(Data extracted from a collection)
—————
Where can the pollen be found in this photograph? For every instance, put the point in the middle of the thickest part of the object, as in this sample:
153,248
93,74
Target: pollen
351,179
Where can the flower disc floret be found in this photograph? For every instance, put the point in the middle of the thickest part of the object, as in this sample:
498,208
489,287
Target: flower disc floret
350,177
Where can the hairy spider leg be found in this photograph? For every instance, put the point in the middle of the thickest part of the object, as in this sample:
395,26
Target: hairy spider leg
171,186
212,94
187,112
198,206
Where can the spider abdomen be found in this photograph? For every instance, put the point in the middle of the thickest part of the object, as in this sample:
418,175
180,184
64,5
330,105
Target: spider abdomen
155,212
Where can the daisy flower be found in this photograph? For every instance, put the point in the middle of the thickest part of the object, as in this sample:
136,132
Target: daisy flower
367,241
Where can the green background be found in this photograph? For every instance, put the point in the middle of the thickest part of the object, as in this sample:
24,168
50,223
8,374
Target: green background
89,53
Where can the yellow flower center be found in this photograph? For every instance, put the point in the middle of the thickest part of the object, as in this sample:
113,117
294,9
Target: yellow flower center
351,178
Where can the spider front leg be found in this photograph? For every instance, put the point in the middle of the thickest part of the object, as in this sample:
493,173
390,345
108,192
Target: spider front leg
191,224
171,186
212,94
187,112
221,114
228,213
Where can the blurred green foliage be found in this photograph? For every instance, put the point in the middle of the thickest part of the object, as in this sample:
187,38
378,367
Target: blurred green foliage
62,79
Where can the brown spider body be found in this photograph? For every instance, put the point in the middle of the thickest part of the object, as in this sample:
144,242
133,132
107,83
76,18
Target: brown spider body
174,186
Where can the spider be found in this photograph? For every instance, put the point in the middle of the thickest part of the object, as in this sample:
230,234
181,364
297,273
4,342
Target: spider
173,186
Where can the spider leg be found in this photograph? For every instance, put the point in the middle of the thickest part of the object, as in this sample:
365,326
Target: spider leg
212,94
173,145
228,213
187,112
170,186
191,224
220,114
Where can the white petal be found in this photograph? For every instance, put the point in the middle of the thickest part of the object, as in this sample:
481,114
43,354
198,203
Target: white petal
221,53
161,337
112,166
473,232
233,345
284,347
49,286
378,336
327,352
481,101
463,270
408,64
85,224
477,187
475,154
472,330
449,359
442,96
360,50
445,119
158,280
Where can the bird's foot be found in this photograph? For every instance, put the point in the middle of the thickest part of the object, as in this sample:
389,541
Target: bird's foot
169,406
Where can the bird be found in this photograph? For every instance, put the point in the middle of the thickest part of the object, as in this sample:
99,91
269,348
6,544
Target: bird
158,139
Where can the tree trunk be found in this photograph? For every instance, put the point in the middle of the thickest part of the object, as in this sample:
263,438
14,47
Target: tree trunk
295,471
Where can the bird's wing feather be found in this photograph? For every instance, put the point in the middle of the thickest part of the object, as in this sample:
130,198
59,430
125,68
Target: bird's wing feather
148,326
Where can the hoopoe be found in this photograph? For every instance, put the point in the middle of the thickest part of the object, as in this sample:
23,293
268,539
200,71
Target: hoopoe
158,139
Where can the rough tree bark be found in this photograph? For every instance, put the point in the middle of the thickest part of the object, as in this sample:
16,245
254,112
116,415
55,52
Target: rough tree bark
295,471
—————
_WHAT YOU ARE ASKED TO DO_: For each record above, write it out again exactly.

_WRITTEN RESPONSE_:
Where can the pollen be found in this photograph? For every instance, put the point in the middle of the thickest part of the object, as in this sample:
153,248
93,74
Target: pollen
351,179
Where can the flower disc floret be found in this photograph? For every instance, put the point in the middle of the thickest part of the object, as in this sample:
498,208
489,287
Target: flower disc floret
350,177
Where can the hairy spider leg be found in this photograph? For every instance, put the point in the middle of the thickest part of the object, as in this sample:
395,26
Target: hairy spider leg
171,186
212,94
187,112
198,206
Where can the spider abdomen be found in this photograph? For every instance, put the point in the middle of the thickest part of the object, as in this sample:
418,175
180,184
64,5
330,105
Target: spider abdomen
155,212
Where can the daisy flower be found in this photograph? For every instance, put the point in the middle of the thickest part of the object, as in this sample:
136,132
Target: daisy flower
367,241
Where can the green background be found in this photograph? For every instance, put the point in the middle of the thickest part of the object, as in this sample:
24,168
50,223
8,374
Target: green background
89,53
Where can the yellow flower center be found in this photograph? For every instance, put the point in the middle of the thickest part of the object, as in this sample:
113,117
294,9
Target: yellow flower center
351,178
Where can the spider front leg be found in this photograph? For every instance, put the point in the middle of the thickest part of the object, as in this sample:
493,173
390,345
108,192
Target: spider front leg
191,224
171,186
212,94
187,112
221,114
228,213
Where can the blurred green foliage be found in this photograph? For every instance, put the point in the middle of the thickest part of the object, as in this sample:
187,38
378,367
Target: blurred green foliage
62,79
Where can the brown spider body be found in this photograph? For every instance, put the point in the middle of the thickest part of the object, as in this sample:
144,242
133,132
107,83
76,18
Target: brown spider body
174,186
Where can the spider be found in this photograph? For every instance, put the point in the middle of the thickest part of the object, as in this sample:
230,234
181,364
297,273
4,342
Target: spider
173,186
Where can the spider leg be found in this photograph? For every instance, put the point in the middle of the thickest part of the object, as in this sample:
365,326
Target: spider leg
212,94
173,145
228,213
187,112
170,186
191,224
220,114
Where can the white petal be found in this photograph? For every instance, put the point in the middle of the thickest part of the object, as in this sample:
481,114
43,354
198,203
Target: white petal
221,53
161,337
112,166
473,232
233,345
284,347
49,286
378,336
327,352
481,101
463,270
408,64
85,224
477,187
475,154
472,330
449,359
442,96
360,50
445,119
158,280
Where can the bird's foot be found in this photograph? For every instance, put the point in the middle of the thickest part of the object, as in this sample:
389,541
Target: bird's foot
169,406
Where can the bird be found in this photograph? For every instance, put the point in the middle of the thickest part of the object, as in this sample:
99,91
269,348
6,544
Target: bird
158,139
Where can the tree trunk be found in this photograph? For every instance, put the point in the middle of the thickest part of the object, as in this sample:
263,438
14,47
Target: tree trunk
295,471
Where can the bird's wing feather be found in this photograph? For every instance, put the point in the middle of the thickest part of the object, as in this sample:
130,198
59,430
125,68
Target: bird's wing feather
148,326
Where can the hoopoe be found in this photograph? For every instance, put the point in the middle of the thickest part of the object, as in this sample:
23,293
268,539
200,71
Target: hoopoe
158,139
Where can the rough tree bark be found in this photograph? For every instance, put the point in the middle of the thickest part of the object, as in this sample:
16,245
254,112
116,415
55,52
Target: rough tree bark
295,471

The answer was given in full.